▸ Work required
Leave out every picture, then transcribe the rest of the listing exactly.
>> begin Records supplied
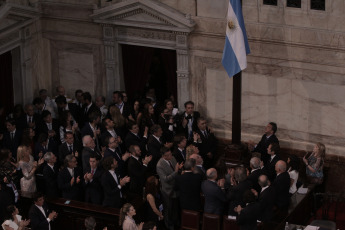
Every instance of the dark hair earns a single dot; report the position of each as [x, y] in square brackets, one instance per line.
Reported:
[188, 103]
[274, 126]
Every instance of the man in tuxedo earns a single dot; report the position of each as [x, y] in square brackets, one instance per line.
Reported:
[114, 151]
[269, 168]
[112, 184]
[208, 143]
[12, 137]
[137, 170]
[214, 195]
[188, 120]
[69, 147]
[255, 173]
[180, 148]
[50, 174]
[282, 186]
[188, 185]
[40, 215]
[92, 182]
[268, 138]
[167, 170]
[133, 137]
[70, 180]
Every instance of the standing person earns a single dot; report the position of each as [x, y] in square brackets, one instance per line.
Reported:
[314, 164]
[126, 218]
[167, 170]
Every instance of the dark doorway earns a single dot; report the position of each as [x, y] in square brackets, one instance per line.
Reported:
[146, 68]
[6, 85]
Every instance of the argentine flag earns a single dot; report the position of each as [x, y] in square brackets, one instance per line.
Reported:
[236, 43]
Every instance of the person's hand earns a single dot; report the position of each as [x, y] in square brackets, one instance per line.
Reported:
[124, 180]
[126, 156]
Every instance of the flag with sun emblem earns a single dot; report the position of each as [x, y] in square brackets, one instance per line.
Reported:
[236, 43]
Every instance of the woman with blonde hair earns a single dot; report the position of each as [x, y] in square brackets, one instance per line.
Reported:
[126, 218]
[314, 164]
[28, 166]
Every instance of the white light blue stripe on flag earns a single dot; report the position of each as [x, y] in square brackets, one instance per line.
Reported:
[236, 43]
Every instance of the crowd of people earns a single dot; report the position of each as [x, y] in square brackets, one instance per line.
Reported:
[127, 151]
>> end Records supplied
▸ Problem solution
Every instance of the dark hair earns a single dot; report the position of each as [x, y] in square brackets, one instance per line.
Reported:
[188, 103]
[274, 126]
Every instance of the man in tuxedo earns a single dot; report the position of each as [x, y] in square brackets, one instance per line.
Reported:
[114, 151]
[269, 168]
[112, 184]
[208, 143]
[12, 137]
[137, 170]
[214, 195]
[188, 120]
[69, 147]
[255, 173]
[180, 148]
[50, 174]
[282, 186]
[188, 185]
[40, 215]
[92, 182]
[268, 138]
[167, 170]
[133, 137]
[70, 180]
Every instance of the standing person earns a single dot; report the position of each as [x, y] in square brackets, one instance per line.
Reported:
[314, 164]
[126, 218]
[167, 170]
Every instance of the dark doorway earns a single dot; report the position of each as [x, y] in square brackets, one instance per line.
Reported:
[146, 68]
[6, 85]
Every instance of the argentine flag earns a single dot; report the position of each as [x, y] in square brackets, one instance per line.
Reported:
[236, 43]
Every instance of the person's hand earns a single dot; report the position of each as [x, y] in square brackets, one instance per line.
Reported:
[124, 180]
[126, 156]
Every instance of the flag with sun emblem earns a single dot; report the position of each as [x, y] in square brackets, one instance per line.
Reported:
[236, 43]
Every instance of the woman with blonde hair earns a single dot; report the position of each as [x, y] in square brackets, one instance per line.
Reported:
[126, 218]
[314, 164]
[28, 166]
Every instance of the white light blue stripe on flag earns a single dot; report the position of each as [x, y] in square brackets, one instance per line.
Reported:
[236, 43]
Every instance of the crowd of people earns a single dot; report the position of each as [x, y] in square brackets, one instance per line.
Reported:
[127, 151]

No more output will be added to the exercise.